• GOAL OF THE EXERCISE: Reproduce, unchanged, the rows beginning with the line that contains "target: tall palm tree" and ending with the line that contains "413 236 L 394", including both of those lines.

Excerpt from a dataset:
◆ ◆ ◆ ◆

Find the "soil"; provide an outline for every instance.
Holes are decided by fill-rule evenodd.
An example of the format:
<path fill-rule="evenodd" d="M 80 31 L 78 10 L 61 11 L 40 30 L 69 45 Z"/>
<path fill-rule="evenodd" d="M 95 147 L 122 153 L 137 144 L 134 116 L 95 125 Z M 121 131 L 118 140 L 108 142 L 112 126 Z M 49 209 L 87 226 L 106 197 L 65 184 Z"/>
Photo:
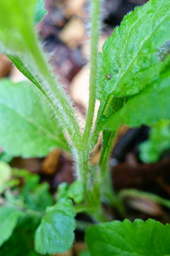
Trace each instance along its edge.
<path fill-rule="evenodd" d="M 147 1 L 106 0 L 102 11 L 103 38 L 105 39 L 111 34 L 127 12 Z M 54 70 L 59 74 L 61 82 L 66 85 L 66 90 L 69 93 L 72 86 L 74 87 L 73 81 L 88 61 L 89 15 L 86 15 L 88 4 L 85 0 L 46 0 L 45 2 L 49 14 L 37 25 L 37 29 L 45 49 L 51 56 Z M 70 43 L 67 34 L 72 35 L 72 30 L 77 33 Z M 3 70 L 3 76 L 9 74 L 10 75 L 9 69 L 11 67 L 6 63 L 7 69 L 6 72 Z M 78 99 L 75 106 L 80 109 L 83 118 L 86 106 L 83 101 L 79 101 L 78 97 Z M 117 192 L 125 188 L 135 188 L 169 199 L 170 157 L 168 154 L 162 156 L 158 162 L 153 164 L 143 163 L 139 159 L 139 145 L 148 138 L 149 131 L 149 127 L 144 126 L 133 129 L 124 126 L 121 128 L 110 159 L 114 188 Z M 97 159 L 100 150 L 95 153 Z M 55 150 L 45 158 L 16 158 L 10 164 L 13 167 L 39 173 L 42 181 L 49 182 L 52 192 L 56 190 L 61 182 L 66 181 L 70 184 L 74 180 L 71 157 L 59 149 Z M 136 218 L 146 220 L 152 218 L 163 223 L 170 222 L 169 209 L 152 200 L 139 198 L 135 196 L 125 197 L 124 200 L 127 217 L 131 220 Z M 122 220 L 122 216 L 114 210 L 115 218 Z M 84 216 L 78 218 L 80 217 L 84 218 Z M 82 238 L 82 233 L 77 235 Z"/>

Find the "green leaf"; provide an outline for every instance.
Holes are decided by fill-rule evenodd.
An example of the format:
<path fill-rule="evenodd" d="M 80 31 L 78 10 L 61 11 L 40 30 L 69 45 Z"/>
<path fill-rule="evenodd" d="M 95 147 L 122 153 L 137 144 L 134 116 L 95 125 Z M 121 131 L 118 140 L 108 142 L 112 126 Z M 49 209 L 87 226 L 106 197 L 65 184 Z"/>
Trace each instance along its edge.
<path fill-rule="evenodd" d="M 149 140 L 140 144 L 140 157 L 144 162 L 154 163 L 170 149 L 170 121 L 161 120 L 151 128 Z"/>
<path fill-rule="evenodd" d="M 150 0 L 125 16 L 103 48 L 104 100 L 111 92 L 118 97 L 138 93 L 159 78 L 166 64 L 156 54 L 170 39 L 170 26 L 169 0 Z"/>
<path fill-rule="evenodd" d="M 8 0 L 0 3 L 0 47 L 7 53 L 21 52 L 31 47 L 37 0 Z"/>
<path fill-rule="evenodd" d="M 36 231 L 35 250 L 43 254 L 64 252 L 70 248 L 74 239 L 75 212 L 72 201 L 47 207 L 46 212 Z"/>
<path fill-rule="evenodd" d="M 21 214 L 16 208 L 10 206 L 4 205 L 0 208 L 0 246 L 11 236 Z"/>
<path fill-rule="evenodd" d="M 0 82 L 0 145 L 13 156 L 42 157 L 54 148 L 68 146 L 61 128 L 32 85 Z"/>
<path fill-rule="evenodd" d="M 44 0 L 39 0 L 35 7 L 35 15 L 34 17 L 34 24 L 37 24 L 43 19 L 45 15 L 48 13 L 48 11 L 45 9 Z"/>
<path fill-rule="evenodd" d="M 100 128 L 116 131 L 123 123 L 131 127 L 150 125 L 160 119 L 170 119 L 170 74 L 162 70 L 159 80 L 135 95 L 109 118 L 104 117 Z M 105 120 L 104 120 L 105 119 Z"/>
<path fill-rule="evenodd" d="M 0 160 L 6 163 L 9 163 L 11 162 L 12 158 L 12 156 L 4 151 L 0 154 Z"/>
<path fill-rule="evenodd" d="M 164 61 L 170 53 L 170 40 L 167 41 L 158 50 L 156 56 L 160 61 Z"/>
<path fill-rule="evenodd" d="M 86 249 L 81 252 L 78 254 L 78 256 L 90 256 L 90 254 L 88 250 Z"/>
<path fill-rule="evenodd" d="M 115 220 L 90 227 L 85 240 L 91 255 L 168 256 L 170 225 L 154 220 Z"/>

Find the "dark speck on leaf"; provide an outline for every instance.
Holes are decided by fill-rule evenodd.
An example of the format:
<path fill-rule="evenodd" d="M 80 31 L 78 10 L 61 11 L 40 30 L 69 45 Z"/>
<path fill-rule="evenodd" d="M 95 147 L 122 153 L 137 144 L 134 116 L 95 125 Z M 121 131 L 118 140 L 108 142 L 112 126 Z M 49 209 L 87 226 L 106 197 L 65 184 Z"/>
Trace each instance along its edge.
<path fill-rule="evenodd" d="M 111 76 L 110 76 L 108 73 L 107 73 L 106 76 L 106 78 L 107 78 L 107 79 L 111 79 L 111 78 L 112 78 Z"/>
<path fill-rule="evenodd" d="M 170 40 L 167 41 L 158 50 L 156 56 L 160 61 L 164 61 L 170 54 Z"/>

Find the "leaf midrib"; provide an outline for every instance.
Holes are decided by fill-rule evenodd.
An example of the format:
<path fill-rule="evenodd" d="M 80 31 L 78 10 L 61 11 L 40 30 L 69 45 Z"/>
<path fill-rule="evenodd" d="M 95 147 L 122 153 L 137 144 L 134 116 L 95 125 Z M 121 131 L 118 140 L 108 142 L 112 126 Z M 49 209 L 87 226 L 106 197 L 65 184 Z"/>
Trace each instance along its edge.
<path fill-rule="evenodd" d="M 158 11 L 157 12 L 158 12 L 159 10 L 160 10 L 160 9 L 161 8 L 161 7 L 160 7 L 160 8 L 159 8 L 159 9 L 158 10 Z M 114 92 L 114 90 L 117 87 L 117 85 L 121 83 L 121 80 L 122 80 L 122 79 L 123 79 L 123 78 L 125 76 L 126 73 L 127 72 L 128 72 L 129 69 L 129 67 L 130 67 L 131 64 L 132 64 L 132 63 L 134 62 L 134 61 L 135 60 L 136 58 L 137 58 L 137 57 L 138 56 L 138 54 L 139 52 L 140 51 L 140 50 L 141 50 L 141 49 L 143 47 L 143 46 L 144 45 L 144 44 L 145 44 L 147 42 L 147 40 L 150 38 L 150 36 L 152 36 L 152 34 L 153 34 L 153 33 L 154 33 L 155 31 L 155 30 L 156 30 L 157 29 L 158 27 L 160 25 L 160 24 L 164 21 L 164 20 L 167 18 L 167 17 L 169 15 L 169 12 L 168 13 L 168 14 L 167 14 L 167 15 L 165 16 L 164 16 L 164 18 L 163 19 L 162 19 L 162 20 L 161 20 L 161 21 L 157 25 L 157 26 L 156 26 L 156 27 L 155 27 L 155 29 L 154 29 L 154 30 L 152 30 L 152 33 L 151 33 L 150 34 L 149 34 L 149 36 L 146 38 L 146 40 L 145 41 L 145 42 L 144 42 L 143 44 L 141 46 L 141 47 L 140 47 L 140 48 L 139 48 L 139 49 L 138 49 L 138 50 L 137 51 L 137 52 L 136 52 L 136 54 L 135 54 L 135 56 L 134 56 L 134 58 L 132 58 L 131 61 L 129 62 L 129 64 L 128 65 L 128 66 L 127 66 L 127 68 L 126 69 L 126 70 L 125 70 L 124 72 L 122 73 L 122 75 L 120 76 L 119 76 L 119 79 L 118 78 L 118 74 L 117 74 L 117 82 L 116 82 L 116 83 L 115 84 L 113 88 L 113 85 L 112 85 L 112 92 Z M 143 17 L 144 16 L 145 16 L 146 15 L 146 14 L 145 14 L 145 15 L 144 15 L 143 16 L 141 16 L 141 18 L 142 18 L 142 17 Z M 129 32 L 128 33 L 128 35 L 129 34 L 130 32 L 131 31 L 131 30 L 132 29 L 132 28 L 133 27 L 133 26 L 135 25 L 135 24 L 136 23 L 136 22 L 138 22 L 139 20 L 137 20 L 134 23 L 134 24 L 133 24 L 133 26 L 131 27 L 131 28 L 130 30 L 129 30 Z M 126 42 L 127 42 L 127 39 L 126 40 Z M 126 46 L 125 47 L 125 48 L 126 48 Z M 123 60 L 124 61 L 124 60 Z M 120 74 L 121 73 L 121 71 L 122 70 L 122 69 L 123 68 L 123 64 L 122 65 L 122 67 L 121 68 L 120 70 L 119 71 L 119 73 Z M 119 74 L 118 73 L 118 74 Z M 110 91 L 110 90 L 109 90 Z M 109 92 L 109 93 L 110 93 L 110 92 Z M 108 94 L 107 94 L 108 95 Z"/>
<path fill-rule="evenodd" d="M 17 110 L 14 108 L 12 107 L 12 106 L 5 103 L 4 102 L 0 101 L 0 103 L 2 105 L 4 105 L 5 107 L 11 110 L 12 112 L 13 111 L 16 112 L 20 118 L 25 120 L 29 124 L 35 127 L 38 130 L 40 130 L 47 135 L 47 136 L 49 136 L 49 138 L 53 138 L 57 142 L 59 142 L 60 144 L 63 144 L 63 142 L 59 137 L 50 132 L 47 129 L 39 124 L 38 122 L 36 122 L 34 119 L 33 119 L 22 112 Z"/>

◆ ◆ ◆ ◆

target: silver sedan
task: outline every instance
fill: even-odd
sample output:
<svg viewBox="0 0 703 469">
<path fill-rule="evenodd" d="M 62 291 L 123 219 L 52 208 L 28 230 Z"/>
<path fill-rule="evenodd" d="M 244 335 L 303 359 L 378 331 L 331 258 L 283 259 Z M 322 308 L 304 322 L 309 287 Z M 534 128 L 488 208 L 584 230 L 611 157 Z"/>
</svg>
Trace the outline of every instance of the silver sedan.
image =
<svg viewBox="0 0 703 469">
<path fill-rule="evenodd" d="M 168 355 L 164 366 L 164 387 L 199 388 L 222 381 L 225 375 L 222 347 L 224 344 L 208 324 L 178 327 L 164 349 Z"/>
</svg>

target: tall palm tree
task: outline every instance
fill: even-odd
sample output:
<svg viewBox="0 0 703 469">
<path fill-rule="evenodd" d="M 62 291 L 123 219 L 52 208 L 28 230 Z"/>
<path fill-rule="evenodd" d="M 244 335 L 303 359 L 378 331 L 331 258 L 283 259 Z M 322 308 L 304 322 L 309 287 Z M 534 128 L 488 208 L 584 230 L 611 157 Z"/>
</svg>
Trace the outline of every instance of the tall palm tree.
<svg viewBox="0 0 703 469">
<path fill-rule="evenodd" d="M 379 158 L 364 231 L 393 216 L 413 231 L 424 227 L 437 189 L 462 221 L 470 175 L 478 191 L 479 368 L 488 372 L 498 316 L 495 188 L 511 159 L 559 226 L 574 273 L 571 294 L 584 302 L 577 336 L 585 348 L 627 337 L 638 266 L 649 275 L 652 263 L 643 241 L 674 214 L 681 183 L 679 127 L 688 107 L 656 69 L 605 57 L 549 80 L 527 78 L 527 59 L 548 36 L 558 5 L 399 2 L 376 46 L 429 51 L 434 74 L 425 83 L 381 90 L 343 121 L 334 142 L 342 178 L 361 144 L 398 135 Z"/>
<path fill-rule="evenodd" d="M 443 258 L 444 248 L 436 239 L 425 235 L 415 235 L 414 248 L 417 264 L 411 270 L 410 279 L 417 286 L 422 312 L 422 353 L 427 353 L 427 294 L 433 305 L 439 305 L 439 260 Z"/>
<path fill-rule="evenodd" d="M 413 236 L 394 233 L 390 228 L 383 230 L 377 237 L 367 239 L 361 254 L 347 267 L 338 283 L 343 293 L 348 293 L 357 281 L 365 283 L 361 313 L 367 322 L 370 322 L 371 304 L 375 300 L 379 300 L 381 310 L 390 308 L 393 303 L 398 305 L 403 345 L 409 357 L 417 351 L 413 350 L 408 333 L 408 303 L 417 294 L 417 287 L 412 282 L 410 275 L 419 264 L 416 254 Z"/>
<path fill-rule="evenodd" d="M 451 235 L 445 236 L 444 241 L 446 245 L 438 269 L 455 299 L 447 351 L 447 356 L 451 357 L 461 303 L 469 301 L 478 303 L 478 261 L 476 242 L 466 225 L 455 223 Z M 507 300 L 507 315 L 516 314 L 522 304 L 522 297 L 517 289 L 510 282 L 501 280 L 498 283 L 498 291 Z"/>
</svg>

◆ ◆ ◆ ◆

• REPLY:
target: tall palm tree
task: outline every instance
fill: even-odd
sample output:
<svg viewBox="0 0 703 469">
<path fill-rule="evenodd" d="M 62 291 L 123 219 L 52 208 L 28 230 Z"/>
<path fill-rule="evenodd" d="M 244 335 L 303 359 L 378 331 L 331 258 L 283 259 Z M 322 308 L 304 322 L 309 287 Z M 534 128 L 488 208 L 584 230 L 611 157 Z"/>
</svg>
Trace the outline of every instance of the tall palm tree.
<svg viewBox="0 0 703 469">
<path fill-rule="evenodd" d="M 379 158 L 364 231 L 393 216 L 413 231 L 424 227 L 437 189 L 462 221 L 470 175 L 478 191 L 479 368 L 488 372 L 498 316 L 495 188 L 511 159 L 559 226 L 574 273 L 571 294 L 584 302 L 577 336 L 585 348 L 627 337 L 638 266 L 649 275 L 652 263 L 643 241 L 674 214 L 681 183 L 679 127 L 688 107 L 656 69 L 605 57 L 549 80 L 527 78 L 527 59 L 548 36 L 558 5 L 399 2 L 376 46 L 429 51 L 434 74 L 425 83 L 381 90 L 343 121 L 334 142 L 342 178 L 361 144 L 398 135 Z"/>
<path fill-rule="evenodd" d="M 443 258 L 444 248 L 436 239 L 425 235 L 415 235 L 414 248 L 417 264 L 411 270 L 410 279 L 417 286 L 422 312 L 422 353 L 427 353 L 427 294 L 433 305 L 439 305 L 439 260 Z"/>
<path fill-rule="evenodd" d="M 413 236 L 394 233 L 390 228 L 383 230 L 377 237 L 367 239 L 361 254 L 347 267 L 338 283 L 343 293 L 348 293 L 357 281 L 365 283 L 361 313 L 367 322 L 370 322 L 371 304 L 375 300 L 379 300 L 381 310 L 390 308 L 393 303 L 398 305 L 403 345 L 409 357 L 417 351 L 413 350 L 408 333 L 408 303 L 417 294 L 417 287 L 412 282 L 410 275 L 419 264 L 416 254 Z"/>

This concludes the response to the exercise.